(Natural language region descriptions)
++++++++++++++++++++

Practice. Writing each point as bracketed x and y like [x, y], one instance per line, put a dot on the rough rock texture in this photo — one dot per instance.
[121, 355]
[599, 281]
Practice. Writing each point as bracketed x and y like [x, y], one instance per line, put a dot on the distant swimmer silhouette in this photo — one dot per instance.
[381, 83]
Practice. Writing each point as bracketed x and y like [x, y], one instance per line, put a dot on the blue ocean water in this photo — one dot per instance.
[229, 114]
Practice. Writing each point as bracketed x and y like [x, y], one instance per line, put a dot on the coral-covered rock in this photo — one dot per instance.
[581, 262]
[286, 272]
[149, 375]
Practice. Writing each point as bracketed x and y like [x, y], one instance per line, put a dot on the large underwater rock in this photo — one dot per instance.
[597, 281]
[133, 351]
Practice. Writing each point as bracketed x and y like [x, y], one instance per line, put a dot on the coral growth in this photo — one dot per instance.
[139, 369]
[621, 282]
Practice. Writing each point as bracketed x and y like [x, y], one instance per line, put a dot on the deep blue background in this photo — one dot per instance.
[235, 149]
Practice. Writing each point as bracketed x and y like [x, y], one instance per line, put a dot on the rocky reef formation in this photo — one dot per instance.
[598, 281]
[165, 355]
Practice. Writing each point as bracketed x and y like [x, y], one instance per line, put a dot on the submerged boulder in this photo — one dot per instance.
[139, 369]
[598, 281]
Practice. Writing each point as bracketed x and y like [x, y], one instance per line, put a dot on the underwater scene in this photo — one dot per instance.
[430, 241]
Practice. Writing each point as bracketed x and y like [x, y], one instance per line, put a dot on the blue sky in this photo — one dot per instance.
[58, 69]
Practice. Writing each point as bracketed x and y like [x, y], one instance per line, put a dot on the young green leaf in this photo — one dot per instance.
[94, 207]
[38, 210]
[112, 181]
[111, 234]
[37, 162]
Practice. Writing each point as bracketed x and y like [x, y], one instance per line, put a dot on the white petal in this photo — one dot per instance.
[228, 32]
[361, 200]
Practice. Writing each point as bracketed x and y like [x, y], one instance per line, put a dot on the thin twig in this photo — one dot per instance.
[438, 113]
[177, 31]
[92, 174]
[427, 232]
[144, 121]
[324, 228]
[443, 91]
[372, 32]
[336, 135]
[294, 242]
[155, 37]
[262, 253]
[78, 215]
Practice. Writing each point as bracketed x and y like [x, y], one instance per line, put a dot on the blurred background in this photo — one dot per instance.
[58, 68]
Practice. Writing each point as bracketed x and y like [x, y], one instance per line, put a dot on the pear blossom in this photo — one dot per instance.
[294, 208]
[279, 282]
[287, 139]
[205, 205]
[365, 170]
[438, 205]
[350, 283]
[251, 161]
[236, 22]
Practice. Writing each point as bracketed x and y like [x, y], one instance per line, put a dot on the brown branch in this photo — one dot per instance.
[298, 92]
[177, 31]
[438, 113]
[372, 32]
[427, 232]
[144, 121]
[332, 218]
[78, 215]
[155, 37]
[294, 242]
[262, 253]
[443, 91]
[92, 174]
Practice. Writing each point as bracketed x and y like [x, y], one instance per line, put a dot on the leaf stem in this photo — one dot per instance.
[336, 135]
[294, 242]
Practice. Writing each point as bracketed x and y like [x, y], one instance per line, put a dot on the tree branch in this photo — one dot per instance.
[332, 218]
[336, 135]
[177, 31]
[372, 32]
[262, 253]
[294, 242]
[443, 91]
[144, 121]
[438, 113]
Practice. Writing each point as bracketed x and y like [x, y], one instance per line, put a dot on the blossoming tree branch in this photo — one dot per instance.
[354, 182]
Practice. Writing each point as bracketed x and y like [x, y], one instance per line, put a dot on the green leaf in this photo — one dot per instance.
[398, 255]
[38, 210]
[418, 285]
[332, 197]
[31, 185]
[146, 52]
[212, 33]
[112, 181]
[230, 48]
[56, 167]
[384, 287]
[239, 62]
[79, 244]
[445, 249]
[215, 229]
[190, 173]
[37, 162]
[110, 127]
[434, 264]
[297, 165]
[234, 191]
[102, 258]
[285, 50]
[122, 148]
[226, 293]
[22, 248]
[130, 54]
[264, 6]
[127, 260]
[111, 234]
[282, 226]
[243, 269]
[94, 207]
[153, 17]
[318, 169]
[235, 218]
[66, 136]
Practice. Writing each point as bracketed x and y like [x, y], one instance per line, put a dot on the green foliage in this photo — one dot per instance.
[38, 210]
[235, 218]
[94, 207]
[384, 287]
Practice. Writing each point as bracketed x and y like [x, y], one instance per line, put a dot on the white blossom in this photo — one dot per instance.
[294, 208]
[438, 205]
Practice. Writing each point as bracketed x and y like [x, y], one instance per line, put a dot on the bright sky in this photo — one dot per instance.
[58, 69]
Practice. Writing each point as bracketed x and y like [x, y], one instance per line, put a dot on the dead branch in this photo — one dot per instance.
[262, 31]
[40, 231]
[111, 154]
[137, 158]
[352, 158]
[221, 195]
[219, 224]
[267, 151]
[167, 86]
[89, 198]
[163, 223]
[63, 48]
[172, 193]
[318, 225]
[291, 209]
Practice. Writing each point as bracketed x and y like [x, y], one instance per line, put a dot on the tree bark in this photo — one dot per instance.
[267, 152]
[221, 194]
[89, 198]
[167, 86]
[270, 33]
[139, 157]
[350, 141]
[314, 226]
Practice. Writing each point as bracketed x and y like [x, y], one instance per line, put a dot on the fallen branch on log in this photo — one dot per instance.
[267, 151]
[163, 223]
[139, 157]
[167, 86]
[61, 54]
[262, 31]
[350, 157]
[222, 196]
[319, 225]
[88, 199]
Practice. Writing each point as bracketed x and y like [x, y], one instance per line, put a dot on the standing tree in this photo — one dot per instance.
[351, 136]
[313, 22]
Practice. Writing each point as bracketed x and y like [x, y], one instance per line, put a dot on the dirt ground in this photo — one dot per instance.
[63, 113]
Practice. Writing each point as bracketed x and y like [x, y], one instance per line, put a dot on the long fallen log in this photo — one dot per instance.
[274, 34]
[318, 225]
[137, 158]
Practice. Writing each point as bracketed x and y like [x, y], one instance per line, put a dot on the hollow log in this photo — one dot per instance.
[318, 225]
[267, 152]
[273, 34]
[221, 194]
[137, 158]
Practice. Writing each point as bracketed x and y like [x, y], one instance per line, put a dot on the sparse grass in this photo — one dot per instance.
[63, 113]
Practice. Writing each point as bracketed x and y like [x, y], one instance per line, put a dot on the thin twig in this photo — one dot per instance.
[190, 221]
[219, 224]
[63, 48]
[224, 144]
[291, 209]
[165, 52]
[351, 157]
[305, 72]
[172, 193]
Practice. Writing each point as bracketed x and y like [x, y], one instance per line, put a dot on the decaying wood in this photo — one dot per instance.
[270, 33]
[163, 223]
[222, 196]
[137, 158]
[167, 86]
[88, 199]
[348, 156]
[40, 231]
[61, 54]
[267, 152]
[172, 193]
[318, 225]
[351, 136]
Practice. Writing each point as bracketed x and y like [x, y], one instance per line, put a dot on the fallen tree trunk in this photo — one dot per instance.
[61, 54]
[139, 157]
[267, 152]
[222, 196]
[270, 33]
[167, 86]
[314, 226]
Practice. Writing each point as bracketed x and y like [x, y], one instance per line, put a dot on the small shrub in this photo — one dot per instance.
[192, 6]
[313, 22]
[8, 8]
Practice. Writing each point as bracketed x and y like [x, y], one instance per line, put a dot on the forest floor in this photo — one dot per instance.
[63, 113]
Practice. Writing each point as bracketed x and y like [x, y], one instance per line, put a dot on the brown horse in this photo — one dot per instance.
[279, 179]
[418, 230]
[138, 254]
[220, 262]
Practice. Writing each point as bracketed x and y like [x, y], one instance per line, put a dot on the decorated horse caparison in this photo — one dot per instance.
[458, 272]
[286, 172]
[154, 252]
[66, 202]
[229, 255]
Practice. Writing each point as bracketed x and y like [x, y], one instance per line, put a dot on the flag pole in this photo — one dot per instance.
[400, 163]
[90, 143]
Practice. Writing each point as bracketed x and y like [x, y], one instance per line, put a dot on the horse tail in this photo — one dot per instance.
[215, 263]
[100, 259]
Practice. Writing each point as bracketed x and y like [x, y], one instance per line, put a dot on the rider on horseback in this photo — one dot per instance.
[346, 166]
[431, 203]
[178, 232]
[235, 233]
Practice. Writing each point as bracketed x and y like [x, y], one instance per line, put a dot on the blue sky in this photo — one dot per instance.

++++++++++++++++++++

◆ TO DO: Please retype the records above starting with the line that contains "on the rider" and stopping after the last line, changing nothing.

◆ RESPONSE TO THIS EXERCISE:
Practice. Writing each point as bracketed x and y like [x, y], one instance per line, put a dot on the rider on horseback in this photo — one dot per instance.
[346, 166]
[431, 203]
[178, 232]
[235, 233]
Practice. Writing each point as bracketed x and y like [x, y], one instance per line, put a dot on the blue sky in this photo — one dot per instance.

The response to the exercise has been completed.